■ GIVEN INSTRUCTION ■
Reproduce the listing starting at the first line and ending at the line containing "[[48, 375]]", substituting "Task" for every occurrence of "Objective" and leaving everything else unchanged. Omit the pictures from your copy.

Image object location entries

☆ ☆ ☆ ☆ ☆ ☆ ☆

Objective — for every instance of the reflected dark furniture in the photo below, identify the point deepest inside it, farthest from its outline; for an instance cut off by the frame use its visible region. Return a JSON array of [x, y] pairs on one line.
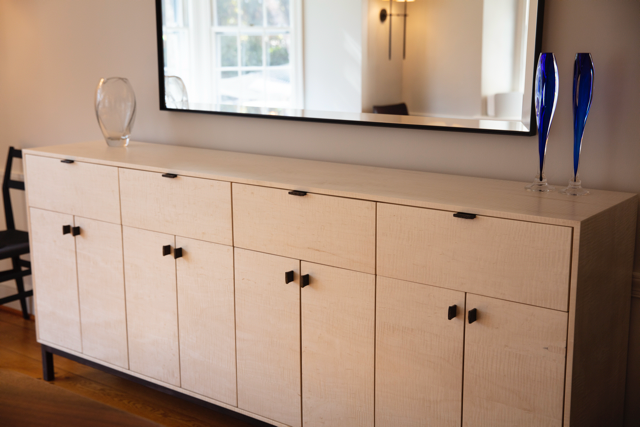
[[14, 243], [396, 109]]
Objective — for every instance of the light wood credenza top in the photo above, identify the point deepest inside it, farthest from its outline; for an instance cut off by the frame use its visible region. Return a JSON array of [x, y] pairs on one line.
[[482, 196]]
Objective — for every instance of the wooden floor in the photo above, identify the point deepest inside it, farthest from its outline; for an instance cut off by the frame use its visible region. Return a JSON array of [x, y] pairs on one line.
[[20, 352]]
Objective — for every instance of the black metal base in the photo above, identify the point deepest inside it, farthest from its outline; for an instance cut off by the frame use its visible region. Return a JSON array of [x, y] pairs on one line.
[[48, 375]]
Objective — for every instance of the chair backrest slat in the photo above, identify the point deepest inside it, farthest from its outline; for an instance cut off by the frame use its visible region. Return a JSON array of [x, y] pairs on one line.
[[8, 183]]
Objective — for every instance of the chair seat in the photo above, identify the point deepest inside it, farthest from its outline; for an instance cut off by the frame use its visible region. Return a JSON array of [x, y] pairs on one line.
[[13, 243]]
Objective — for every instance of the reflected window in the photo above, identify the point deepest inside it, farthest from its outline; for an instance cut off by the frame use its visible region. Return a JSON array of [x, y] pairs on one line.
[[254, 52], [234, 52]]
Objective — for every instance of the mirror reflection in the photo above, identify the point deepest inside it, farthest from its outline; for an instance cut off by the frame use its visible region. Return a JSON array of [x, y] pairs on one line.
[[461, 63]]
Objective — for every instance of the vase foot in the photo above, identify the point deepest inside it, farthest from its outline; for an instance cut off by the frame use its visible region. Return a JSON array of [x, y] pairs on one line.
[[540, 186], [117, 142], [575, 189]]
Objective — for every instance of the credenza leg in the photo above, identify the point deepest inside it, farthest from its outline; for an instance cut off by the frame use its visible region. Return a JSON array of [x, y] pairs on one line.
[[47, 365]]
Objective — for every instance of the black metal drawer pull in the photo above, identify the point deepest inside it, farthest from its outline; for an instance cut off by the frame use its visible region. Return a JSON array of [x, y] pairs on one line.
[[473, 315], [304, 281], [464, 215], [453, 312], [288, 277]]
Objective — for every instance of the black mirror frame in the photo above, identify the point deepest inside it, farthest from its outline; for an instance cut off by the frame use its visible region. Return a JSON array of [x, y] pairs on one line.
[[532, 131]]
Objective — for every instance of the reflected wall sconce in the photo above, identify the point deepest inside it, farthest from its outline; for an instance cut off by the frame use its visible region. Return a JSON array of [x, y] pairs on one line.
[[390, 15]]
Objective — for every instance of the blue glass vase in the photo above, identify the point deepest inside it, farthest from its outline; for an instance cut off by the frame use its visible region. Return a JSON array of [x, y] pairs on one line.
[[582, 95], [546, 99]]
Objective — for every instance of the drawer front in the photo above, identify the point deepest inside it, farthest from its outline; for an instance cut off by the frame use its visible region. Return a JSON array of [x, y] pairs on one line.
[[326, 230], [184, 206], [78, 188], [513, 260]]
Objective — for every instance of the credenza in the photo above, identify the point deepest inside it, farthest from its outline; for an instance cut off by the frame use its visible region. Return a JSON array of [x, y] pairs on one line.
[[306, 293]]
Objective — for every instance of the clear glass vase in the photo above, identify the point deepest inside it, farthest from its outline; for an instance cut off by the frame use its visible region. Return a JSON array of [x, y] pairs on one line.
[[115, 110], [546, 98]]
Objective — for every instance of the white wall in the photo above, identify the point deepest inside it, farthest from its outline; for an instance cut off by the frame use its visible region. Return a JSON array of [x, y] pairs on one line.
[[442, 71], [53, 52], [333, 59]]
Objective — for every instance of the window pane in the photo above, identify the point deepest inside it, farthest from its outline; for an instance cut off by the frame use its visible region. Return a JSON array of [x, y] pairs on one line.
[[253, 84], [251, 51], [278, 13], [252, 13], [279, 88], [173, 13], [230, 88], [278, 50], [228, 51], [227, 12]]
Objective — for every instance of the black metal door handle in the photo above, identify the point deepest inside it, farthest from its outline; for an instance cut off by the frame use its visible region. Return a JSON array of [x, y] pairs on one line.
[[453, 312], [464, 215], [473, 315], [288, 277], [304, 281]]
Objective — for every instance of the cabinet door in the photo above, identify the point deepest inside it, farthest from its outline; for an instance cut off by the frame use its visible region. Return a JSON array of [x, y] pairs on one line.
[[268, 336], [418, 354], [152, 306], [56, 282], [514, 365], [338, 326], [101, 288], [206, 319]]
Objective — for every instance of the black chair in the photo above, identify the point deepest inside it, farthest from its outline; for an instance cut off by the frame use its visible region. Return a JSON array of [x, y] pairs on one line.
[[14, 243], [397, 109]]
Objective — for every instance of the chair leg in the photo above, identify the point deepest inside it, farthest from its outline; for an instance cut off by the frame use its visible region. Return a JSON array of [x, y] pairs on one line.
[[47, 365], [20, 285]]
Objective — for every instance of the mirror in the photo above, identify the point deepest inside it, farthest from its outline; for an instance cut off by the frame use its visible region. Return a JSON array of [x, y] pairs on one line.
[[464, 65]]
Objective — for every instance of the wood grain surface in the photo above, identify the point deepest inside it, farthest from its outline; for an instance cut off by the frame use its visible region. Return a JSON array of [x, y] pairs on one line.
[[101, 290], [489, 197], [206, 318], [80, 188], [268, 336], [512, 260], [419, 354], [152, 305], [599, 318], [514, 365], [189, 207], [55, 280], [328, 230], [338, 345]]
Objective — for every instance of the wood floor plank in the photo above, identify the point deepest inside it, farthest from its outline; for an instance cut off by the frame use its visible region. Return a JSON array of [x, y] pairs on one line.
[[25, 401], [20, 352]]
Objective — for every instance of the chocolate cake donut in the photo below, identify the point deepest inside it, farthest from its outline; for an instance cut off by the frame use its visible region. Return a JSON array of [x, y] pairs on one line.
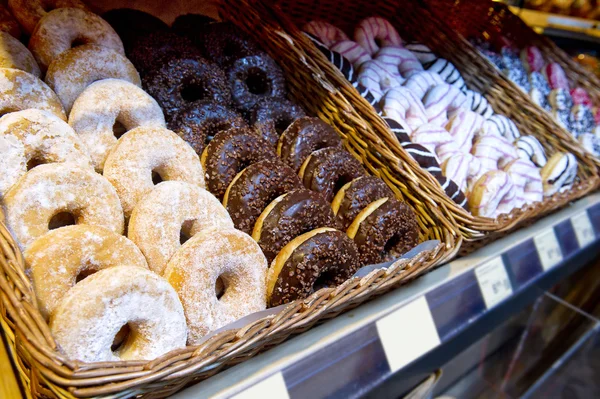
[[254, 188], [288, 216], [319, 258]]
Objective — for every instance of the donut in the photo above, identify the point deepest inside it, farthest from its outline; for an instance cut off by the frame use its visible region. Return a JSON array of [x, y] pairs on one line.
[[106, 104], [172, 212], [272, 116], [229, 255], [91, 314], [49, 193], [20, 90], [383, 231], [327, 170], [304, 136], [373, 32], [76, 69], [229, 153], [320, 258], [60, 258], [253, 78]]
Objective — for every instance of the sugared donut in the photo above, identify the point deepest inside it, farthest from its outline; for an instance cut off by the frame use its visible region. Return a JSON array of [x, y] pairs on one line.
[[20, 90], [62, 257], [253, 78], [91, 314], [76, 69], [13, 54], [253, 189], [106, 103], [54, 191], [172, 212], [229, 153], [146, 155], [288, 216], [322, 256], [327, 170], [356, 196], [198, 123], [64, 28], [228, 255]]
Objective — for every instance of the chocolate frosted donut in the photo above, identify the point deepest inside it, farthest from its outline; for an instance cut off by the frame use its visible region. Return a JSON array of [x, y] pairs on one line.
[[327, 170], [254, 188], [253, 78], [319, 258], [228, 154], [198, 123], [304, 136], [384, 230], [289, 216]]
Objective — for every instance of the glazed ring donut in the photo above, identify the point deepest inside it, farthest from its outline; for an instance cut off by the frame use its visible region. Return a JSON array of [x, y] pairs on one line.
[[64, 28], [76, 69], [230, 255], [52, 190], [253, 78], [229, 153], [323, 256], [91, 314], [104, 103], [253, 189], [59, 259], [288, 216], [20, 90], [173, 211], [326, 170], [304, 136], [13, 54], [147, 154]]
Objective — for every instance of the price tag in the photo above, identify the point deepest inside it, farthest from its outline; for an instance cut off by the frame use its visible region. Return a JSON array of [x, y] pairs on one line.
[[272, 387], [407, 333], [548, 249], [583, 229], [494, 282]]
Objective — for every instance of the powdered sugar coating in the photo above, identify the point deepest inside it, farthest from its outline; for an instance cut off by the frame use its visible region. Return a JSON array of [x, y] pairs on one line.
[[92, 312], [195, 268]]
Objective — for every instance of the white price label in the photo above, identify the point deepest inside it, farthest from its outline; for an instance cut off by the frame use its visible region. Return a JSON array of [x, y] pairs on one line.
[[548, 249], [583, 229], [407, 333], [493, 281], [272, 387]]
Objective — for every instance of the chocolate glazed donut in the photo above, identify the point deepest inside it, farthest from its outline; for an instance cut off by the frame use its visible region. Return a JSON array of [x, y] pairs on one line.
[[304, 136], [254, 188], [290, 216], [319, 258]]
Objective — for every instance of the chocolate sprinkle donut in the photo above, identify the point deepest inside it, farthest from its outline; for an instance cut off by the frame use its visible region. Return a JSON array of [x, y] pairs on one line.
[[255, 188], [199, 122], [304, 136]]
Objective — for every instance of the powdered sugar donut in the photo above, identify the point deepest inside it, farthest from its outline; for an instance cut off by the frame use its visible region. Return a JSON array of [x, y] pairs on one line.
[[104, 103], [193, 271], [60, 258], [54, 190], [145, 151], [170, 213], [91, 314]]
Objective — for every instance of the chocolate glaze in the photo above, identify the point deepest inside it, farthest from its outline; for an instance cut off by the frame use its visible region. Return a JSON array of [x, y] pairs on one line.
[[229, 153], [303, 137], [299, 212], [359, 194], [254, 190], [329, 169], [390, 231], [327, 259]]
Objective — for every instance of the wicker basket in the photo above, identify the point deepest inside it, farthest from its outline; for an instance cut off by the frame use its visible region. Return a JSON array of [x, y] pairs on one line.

☆ ☆ ☆ ☆ ☆ ☆ ☆

■ WRITTEN SOLUTION ■
Task — for every instance of the reflected dark furniture in the photo below, identify the point deepest inside it, farthest from its outline; for an instance cut off by the frame use its visible region. Return a JSON array of [x, y] pairs on one line.
[[14, 243], [396, 109]]
Task — for every instance of the light wood credenza top in the photo above, identify the point deepest inside it, farthest from its outline; for an instance cut off by the frame use its visible region. Return a JSON array of [x, y] pairs on one line.
[[482, 196]]
Task — for every instance of the wooden floor in the photo above, identify the point deepest inside it, farthest from its outline; for an instance cut off by the frame use its visible region. Return a JSON array of [x, y] pairs on one line.
[[20, 352]]
Task — for every instance of the black metal base in the photo above, identify the point deepest inside it, farthest from its outline; for an instance cut off by the frame use its visible region. Return a JSON array of [x, y] pairs on one line.
[[48, 375]]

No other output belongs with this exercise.